Estratto scelto:
************

In quest’ottica, siccome la materia psichiatrica mi ha sempre affascinata ed attratta, avendo anche svolto attività di sostegno e di volontariato a favore della categoria dei disabili psichici ( ciò a titolo di esperienza personale),   ho cercato di approfondire non solo i legami e le sue interconnessioni con il diritto penale sostanziale ( cosa che mi interesse da un punto di vista interprofessionale ), ma ho cercato di allargare  il mio orizzonte d’interesse fino allo studio della  legge n. 180 del 13 maggio 1978 ( cd. Legge Bisaglia ) vista sotto un profilo sociale e culturale, alla luce delle innovazioni  da essa apportate per verificare, a distanza di vent’anni della sua entrata in vigore, che cosa ne è derivato da un punto di vista pratico e sociologico.
Lo studio di questa normativa, la cui buona applicazione la  reputo cosa estremamente positiva ( e che, come dicevo,  ha oramai oltre vent’anni di vita,  durante i quali ha retto  all’ala edace del tempo ! )  mi ha spinto a fare una serie di riflessioni e di considerazioni,  non solo sotto un profilo giuridico, ma anche e soprattutto sotto un profilo  sociale e pratico,  che brevemente sintetizzo.
Condivido  innanzitutto,  quell’ indirizzo di pensiero secondo cui la  cd. legge Bisaglia  è stata  sicuramente il punto di arrivo di un lungo, articolato e difficoltoso  processo di trasformazione non solo giuridico, ma anche e soprattutto  culturale e sociale che ha contribuito a riporre in discussione modelli ed idee che sembravano essere state accantonate un po’ da tutti.
Definitivamente  (e finalmente !!)  mi sento di dire  – come ha scritto lo psichiatra Giacanelli -  il malato è divenuto persona ” .  E’  veramente diventato persona !, aggiungo io !!   E’ stato questo  ( ed è questo ) un elemento importante,  dal quale non si può assolutamente prescindere !
Anche se, relativamente alla legge n. 180, vi è stato ( ed è ancora in corso ) un acceso dibattito, io ritengo che questa normativa,  ancorché partorita ed emanata  in un particolare momento politico-sociale,  ha sicuramente una propria importanza ed un proprio valore  sul piano tecnico e culturale, ma ha anche una sua visibilità, a lungo raggio,  che tutti non possono più  misconoscere.

************

Dati mostrati:
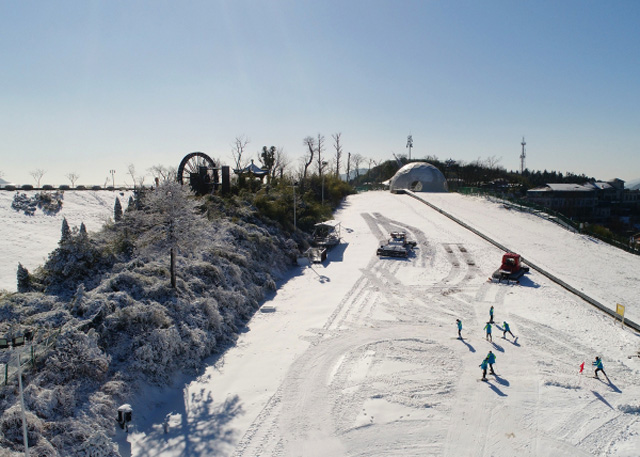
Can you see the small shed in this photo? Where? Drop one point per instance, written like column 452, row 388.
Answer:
column 327, row 234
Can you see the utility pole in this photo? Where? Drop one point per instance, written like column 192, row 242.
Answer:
column 24, row 415
column 522, row 157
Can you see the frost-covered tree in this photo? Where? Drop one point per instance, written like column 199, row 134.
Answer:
column 24, row 280
column 75, row 259
column 66, row 231
column 169, row 221
column 117, row 210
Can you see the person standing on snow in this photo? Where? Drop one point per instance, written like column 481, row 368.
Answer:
column 505, row 329
column 487, row 328
column 491, row 359
column 599, row 367
column 483, row 365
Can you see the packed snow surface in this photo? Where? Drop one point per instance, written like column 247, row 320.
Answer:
column 359, row 356
column 29, row 239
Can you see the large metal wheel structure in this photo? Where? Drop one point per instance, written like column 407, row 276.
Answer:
column 199, row 171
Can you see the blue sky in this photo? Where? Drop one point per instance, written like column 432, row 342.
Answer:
column 89, row 86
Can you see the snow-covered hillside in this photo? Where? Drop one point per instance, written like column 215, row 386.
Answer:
column 361, row 356
column 29, row 239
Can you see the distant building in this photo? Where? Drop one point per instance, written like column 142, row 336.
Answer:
column 418, row 177
column 572, row 200
column 598, row 201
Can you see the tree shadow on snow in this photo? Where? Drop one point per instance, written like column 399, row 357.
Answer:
column 471, row 348
column 496, row 389
column 336, row 253
column 601, row 398
column 527, row 282
column 502, row 381
column 201, row 431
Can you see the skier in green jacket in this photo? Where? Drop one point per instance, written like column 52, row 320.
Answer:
column 506, row 329
column 491, row 359
column 487, row 328
column 483, row 365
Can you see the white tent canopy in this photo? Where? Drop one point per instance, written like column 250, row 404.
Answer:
column 419, row 177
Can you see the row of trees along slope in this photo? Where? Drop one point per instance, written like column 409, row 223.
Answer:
column 122, row 319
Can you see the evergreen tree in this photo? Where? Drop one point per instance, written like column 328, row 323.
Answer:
column 24, row 279
column 83, row 231
column 131, row 204
column 117, row 210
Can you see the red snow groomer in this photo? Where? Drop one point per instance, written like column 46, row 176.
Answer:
column 511, row 269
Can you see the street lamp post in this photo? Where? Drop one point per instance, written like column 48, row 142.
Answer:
column 295, row 184
column 24, row 415
column 324, row 164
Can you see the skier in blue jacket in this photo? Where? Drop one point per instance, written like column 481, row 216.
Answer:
column 487, row 328
column 491, row 359
column 506, row 329
column 483, row 365
column 599, row 367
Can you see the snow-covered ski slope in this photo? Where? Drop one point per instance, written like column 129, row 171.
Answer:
column 361, row 356
column 30, row 239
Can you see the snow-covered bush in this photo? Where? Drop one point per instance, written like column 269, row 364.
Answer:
column 121, row 321
column 11, row 428
column 75, row 259
column 76, row 355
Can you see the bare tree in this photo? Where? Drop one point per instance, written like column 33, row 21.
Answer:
column 131, row 171
column 320, row 150
column 492, row 162
column 357, row 159
column 162, row 173
column 239, row 145
column 338, row 147
column 281, row 162
column 37, row 175
column 310, row 143
column 73, row 178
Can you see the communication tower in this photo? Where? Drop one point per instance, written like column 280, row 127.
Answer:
column 410, row 144
column 522, row 156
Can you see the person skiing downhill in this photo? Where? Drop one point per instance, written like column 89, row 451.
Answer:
column 483, row 365
column 599, row 367
column 506, row 329
column 487, row 328
column 491, row 359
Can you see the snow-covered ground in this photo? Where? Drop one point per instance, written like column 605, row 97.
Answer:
column 30, row 239
column 361, row 355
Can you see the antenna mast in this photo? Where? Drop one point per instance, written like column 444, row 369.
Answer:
column 522, row 157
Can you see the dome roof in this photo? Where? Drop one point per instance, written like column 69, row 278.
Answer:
column 419, row 177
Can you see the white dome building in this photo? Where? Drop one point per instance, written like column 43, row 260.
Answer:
column 418, row 177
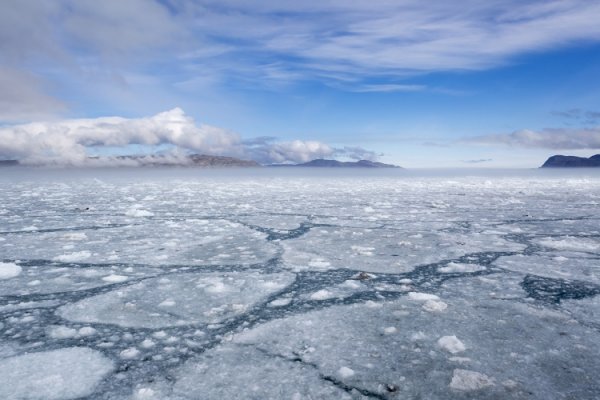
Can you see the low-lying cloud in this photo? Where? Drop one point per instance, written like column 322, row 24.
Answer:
column 550, row 138
column 68, row 142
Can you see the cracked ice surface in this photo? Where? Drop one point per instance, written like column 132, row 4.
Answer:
column 188, row 284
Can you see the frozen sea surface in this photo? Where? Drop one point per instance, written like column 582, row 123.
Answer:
column 197, row 284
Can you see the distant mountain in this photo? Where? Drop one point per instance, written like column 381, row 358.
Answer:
column 572, row 162
column 322, row 163
column 194, row 160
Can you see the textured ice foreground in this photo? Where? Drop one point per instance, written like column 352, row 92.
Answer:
column 195, row 284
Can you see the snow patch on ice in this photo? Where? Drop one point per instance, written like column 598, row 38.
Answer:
column 58, row 374
column 465, row 380
column 460, row 267
column 73, row 257
column 9, row 270
column 451, row 344
column 113, row 278
column 418, row 296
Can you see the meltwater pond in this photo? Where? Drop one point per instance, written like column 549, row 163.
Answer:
column 285, row 284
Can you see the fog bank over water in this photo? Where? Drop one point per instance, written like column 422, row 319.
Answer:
column 159, row 173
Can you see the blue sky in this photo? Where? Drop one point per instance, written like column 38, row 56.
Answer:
column 419, row 84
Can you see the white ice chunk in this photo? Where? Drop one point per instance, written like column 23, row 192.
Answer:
column 61, row 332
column 418, row 296
column 51, row 375
column 460, row 267
column 184, row 298
column 73, row 257
column 322, row 294
column 345, row 372
column 9, row 270
column 113, row 278
column 465, row 380
column 451, row 344
column 129, row 353
column 434, row 306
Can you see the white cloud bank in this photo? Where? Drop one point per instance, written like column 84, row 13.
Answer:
column 68, row 142
column 551, row 138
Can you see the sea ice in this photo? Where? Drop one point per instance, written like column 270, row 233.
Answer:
column 67, row 373
column 9, row 270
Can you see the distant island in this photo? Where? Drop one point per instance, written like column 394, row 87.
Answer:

************

Le consegne:
- a) Nell'estratto sulla legge 180, in che data è indicata la legge n. 180?
- b) Ricopia parola per parola il tratto dell'estratto sulla legge 180 che va da "Condivido  innanzitutto,  quell’" fino a "po’ da tutti.".
- c) Elenca gli aggettivi che, nell'estratto sulla legge 180, precedono immediatamente le parole "processo di trasformazione".

Risultati finali:
- a) 13 maggio 1978

- b)
Condivido  innanzitutto,  quell’ indirizzo di pensiero secondo cui la  cd. legge Bisaglia  è stata  sicuramente il punto di arrivo di un lungo, articolato e difficoltoso  processo di trasformazione non solo giuridico, ma anche e soprattutto  culturale e sociale che ha contribuito a riporre in discussione modelli ed idee che sembravano essere state accantonate un po’ da tutti.

- c) lungo, articolato, difficoltoso